The input START
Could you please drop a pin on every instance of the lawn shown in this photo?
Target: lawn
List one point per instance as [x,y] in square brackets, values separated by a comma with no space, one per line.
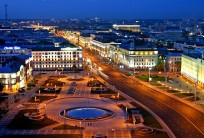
[183,95]
[40,99]
[173,91]
[158,134]
[22,122]
[114,97]
[43,91]
[67,127]
[53,82]
[191,99]
[154,78]
[109,91]
[94,83]
[149,120]
[44,136]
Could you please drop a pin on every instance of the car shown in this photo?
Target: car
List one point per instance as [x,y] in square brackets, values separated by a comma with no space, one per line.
[21,90]
[73,84]
[99,89]
[71,90]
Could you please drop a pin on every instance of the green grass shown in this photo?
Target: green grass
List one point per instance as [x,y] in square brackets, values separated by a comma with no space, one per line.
[67,127]
[183,95]
[44,136]
[104,92]
[154,78]
[114,97]
[149,120]
[22,122]
[43,91]
[191,99]
[159,134]
[53,82]
[156,84]
[40,99]
[173,91]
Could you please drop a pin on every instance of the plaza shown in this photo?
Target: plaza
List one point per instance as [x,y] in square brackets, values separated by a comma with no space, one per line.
[118,125]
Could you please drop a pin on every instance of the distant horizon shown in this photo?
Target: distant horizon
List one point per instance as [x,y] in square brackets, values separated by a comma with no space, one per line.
The input END
What needs to be done: Repeat exactly the lines from the start of the entries down to the line with "Target: car", keeping both ends but none of the pictures.

Result:
Could you please drop a pin on every instance of the lawn shown in this photo?
Target: lawn
List one point per instance as [x,y] in square brackets, values separated by a comma with no space, one per line.
[183,95]
[40,99]
[173,91]
[158,134]
[22,122]
[114,97]
[43,91]
[67,127]
[53,82]
[191,99]
[154,78]
[109,91]
[94,83]
[149,120]
[44,136]
Could you please drop a pin on every instance of the car shown in this photo?
Target: car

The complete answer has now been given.